提供抜粋.
────────

22年222ゴールで引退 大黒将志40歳が明かす“一番影響されたストライカー”「インザーギにイタリアのカフェで会った話」#2

元日本代表FWの大黒将志(40歳)が、現役生活に別れを告げ、来季から古巣ガンバ大阪の下部組織のストライカーコーチに就任することになった。22年間で222ゴールを挙げてきた“流浪のストライカー”に聞いた「偶然のゴールはあった?」「苦手なDFは?」。そして“憧れ”のインザーギとの秘話とは――。

「試合中に地面を叩いたりしなかった」

ゴールを奪うためにいちばん大切なことは何か。22年間のキャリアで約600の公式戦(代表戦含む)に出場し、222ものゴールを決めてきた大黒にとって、それを説明するのは難しくないかもしれない。

「いちばんは点を取りたいという気持ちじゃないですか。どれだけハングリーかということ。1点取っても、2点目が欲しいと思えるか。それと、やっぱり動き方とシュート技術。動き方にはタイミングやスピードなども関係しますけど、どれか1つが欠けても難しい。あとは、いかに平常心を保てるかということ。たとえばFWはシュートを外したら気持ち的に凹んでしまいがちですが、そのメンタルの波をいかになくせるか。

ちなみに、僕はシュートを外してもあえて気にしない素振りをしていたというか、悔しそうな素振りを見せたことはないですね。選手によっては地面を叩いて悔しがったりしていますけど、相手に弱みを見せたら負けやと思いますし、僕はずっと平然としていました。反省する時間はあとでいくらでもあります。試合中は余計なことは気にせず、ひたすらゴールを目指すことに限ります(笑)」

────────

指示.
上の大黒将志のインタビュー記事から、「ちなみに、僕はシュートを外し」で始まり「目指すことに限ります(笑)」」で終わる部分を、一字一句そのまま書き写してもらえますか?

記録資料.

────────

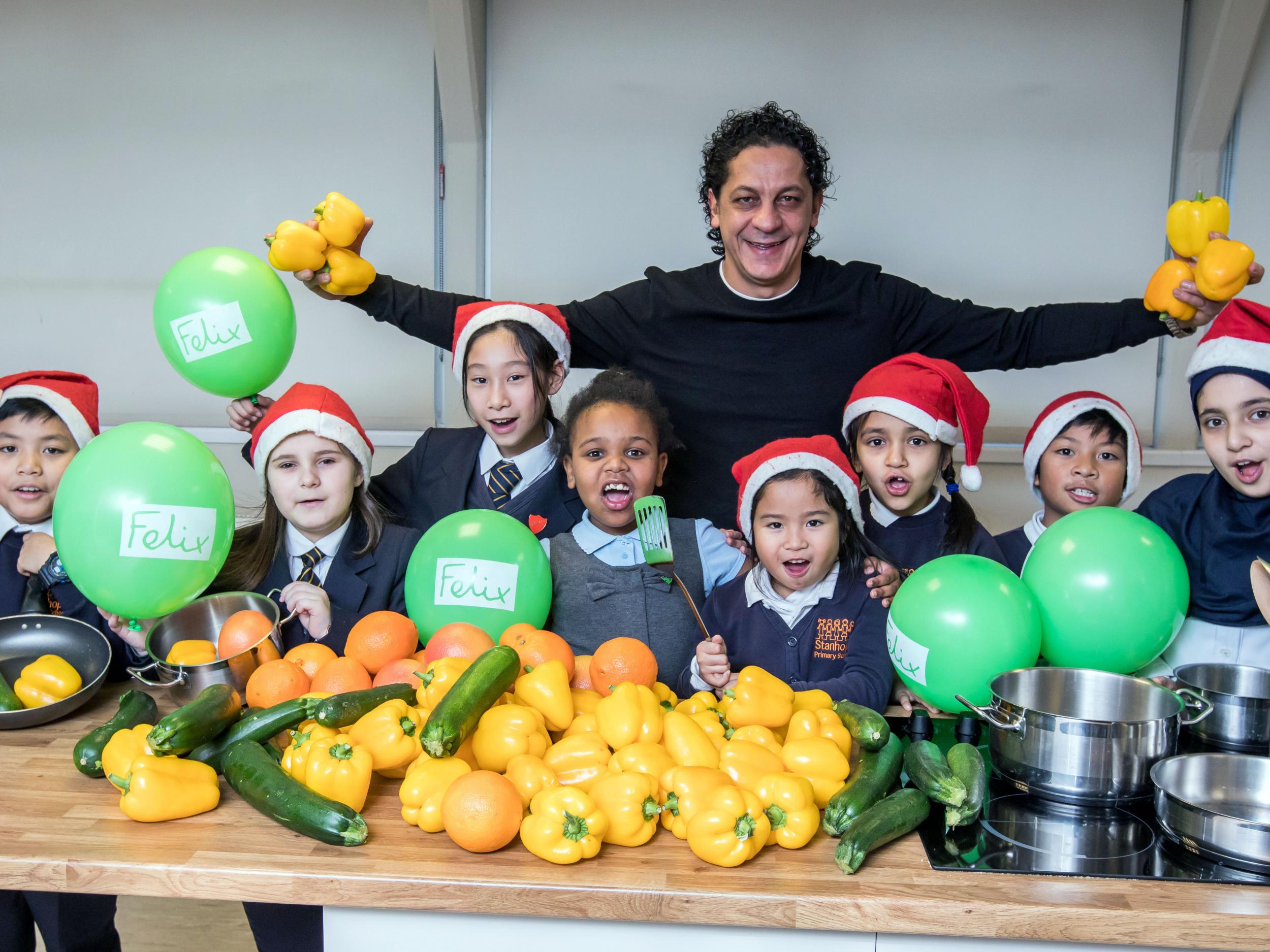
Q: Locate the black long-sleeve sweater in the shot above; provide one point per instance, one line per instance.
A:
(736, 374)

────────

演習結果.
ちなみに、僕はシュートを外してもあえて気にしない素振りをしていたというか、悔しそうな素振りを見せたことはないですね。選手によっては地面を叩いて悔しがったりしていますけど、相手に弱みを見せたら負けやと思いますし、僕はずっと平然としていました。反省する時間はあとでいくらでもあります。試合中は余計なことは気にせず、ひたすらゴールを目指すことに限ります(笑)」